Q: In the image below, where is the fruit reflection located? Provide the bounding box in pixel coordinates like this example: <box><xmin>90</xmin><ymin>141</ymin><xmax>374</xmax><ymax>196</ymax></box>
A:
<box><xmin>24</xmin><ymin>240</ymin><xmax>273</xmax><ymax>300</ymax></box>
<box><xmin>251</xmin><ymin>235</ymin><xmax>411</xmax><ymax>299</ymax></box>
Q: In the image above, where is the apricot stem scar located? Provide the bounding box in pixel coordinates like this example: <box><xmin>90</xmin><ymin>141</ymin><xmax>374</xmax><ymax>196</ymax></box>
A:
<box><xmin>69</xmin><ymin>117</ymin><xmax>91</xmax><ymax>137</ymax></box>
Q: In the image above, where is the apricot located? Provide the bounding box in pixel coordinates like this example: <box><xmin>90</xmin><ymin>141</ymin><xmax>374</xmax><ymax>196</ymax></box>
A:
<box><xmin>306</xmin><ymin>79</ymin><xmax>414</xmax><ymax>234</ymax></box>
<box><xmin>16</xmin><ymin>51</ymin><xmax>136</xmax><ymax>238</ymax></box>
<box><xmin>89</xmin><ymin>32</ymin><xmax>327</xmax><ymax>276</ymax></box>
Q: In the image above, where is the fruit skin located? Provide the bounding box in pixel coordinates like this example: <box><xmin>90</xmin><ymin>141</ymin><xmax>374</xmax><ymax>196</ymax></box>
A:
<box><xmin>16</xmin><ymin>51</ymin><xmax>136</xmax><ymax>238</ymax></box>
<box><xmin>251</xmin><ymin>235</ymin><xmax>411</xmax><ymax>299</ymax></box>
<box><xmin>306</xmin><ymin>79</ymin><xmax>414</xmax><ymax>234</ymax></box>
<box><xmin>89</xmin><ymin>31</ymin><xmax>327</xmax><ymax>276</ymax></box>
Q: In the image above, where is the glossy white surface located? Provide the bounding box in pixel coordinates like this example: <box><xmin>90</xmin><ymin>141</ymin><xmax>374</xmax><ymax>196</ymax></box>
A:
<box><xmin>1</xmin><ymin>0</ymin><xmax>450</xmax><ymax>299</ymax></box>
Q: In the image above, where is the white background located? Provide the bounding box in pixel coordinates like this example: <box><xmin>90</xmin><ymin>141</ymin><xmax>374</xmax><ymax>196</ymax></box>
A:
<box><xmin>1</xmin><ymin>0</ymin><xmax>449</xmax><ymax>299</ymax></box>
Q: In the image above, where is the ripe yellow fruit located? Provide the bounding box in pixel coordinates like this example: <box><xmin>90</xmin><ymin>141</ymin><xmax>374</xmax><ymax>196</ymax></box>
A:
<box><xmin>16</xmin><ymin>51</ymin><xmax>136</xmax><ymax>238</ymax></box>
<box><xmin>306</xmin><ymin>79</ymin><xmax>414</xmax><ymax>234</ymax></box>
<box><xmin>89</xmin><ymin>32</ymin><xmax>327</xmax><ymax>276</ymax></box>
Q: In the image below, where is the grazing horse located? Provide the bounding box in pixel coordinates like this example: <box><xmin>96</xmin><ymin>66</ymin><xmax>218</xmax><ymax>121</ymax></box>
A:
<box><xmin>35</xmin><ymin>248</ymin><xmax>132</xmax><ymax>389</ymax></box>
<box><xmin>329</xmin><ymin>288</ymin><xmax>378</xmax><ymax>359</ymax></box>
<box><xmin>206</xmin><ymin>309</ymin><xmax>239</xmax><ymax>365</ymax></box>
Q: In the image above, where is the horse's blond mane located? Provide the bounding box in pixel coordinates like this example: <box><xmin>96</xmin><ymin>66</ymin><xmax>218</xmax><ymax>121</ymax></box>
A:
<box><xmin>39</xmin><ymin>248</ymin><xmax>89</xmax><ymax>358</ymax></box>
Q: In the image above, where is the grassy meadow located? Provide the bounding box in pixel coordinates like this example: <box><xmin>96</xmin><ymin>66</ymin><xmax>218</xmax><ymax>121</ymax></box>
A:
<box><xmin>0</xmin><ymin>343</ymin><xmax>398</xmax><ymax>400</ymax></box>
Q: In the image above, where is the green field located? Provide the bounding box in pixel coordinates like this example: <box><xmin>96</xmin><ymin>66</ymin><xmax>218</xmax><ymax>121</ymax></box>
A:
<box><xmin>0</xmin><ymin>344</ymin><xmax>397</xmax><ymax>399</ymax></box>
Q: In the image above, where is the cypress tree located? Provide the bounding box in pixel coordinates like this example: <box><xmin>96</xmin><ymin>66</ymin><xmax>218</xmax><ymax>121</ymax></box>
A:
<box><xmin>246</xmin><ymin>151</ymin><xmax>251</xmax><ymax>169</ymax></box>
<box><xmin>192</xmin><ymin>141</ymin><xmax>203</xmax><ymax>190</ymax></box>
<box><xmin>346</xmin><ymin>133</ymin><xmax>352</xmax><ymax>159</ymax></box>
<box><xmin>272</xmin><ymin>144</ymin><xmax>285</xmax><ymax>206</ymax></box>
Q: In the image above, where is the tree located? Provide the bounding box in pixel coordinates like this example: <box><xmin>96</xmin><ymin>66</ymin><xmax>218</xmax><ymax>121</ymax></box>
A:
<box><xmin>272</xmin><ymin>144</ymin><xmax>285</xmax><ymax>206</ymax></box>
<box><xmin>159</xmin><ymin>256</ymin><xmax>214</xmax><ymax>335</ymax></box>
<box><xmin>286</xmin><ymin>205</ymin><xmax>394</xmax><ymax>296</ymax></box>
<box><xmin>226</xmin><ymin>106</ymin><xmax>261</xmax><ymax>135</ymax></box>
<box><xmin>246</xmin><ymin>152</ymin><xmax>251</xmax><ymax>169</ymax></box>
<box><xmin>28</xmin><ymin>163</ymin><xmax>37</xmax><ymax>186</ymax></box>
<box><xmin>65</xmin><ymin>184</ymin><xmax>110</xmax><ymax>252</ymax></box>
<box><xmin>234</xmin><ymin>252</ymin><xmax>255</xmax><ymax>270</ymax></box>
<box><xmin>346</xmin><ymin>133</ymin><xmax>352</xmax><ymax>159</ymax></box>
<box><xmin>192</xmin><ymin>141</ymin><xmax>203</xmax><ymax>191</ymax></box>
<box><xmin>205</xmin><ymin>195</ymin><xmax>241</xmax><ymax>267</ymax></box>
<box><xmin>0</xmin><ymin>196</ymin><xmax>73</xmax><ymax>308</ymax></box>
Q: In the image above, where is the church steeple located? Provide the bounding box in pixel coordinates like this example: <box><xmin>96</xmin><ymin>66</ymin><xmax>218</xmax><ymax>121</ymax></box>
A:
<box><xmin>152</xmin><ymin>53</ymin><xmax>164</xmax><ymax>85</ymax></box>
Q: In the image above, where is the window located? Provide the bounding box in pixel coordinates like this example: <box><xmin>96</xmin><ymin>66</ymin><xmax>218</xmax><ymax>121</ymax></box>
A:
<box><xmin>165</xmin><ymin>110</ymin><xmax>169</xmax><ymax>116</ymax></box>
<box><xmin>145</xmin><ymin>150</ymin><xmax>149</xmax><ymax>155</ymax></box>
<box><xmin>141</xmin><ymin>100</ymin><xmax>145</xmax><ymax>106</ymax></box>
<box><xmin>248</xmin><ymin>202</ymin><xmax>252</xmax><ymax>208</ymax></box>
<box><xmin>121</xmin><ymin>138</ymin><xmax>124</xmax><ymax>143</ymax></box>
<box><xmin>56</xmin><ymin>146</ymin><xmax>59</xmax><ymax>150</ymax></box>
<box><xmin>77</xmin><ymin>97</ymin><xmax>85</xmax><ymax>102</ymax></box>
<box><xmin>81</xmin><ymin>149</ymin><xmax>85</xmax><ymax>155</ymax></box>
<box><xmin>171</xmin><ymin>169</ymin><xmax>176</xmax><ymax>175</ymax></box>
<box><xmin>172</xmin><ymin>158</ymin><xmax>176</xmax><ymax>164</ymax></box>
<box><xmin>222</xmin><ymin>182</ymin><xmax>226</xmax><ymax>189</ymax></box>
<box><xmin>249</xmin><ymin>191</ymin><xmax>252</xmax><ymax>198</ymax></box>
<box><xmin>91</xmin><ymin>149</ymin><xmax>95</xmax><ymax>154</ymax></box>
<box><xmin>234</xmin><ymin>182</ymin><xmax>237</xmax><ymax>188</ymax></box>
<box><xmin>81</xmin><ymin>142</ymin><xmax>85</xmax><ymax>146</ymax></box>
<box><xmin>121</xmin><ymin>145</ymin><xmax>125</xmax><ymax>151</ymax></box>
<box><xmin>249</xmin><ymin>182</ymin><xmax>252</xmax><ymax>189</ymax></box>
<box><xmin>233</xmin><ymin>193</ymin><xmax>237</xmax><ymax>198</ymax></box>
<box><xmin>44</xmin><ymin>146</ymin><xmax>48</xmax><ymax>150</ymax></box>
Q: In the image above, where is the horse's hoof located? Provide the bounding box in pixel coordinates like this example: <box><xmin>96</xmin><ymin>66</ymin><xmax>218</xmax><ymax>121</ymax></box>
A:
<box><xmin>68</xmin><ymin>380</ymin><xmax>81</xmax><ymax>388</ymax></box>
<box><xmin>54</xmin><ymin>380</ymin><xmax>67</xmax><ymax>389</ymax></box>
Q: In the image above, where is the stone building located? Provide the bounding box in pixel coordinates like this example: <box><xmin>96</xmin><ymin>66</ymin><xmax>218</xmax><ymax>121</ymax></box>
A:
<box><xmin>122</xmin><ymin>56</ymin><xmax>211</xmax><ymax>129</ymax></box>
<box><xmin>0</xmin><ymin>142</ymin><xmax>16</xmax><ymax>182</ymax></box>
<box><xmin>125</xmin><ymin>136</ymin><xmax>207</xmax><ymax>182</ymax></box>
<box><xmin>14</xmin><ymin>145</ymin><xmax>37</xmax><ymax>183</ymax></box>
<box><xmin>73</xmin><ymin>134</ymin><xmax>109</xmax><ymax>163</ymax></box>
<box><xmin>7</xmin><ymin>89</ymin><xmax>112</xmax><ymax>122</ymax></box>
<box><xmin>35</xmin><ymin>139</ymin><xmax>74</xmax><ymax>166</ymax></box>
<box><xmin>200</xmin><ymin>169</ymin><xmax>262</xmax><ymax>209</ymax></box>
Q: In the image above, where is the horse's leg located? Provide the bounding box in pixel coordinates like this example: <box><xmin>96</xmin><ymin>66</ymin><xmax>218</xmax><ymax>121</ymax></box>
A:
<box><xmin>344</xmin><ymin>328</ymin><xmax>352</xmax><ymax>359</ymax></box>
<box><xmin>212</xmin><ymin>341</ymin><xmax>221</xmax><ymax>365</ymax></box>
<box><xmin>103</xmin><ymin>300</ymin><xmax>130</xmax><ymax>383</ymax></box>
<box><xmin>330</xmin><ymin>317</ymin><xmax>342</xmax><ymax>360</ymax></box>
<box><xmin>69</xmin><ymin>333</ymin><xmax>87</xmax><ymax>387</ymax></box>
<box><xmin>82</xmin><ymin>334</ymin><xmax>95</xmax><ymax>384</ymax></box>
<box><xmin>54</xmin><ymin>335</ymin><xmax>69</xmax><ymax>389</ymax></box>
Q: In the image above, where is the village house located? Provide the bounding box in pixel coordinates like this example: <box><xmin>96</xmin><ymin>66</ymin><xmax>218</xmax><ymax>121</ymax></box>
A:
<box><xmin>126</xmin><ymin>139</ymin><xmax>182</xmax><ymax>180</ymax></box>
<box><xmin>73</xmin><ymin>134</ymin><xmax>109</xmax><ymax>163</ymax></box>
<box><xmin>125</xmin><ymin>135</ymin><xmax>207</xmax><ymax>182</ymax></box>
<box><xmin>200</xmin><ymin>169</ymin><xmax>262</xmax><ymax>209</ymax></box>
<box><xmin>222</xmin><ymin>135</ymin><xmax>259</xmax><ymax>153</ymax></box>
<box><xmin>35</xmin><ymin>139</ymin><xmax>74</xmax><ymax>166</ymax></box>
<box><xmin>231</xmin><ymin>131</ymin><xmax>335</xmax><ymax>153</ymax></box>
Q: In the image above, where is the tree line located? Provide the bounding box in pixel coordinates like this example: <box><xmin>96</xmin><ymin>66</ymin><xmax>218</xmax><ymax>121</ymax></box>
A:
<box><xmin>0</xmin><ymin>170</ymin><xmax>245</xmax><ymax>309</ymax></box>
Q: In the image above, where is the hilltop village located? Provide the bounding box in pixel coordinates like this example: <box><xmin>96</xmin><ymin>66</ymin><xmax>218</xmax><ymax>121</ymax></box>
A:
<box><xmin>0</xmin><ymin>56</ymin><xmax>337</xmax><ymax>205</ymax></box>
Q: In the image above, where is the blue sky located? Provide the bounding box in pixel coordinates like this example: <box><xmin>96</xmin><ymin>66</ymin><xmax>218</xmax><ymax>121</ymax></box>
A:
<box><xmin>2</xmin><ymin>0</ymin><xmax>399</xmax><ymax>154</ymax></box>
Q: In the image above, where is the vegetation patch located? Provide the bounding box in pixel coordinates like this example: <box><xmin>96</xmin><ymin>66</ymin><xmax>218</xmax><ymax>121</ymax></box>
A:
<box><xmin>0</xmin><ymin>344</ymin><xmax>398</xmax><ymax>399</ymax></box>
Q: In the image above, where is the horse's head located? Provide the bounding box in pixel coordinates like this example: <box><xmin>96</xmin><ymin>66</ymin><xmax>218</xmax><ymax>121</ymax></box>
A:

+++

_Task description_
From the material above, copy exactly the lines between the line holding "Q: In the image above, where is the grassy" and the line holding "Q: In the image above, where is the cypress", inclusive, and only those.

_Solution to the exercise_
Q: In the image above, where is the grassy meadow located? Provide the bounding box in pixel coordinates like this example: <box><xmin>96</xmin><ymin>66</ymin><xmax>218</xmax><ymax>121</ymax></box>
A:
<box><xmin>0</xmin><ymin>343</ymin><xmax>398</xmax><ymax>400</ymax></box>
Q: In the image above, where is the green field located? Provide the bounding box in pixel coordinates like this example: <box><xmin>96</xmin><ymin>66</ymin><xmax>218</xmax><ymax>121</ymax></box>
A:
<box><xmin>0</xmin><ymin>344</ymin><xmax>397</xmax><ymax>399</ymax></box>
Q: In the image above, where is the cypress tree located? Provide the bounding box in pixel coordinates like this example: <box><xmin>96</xmin><ymin>66</ymin><xmax>218</xmax><ymax>121</ymax></box>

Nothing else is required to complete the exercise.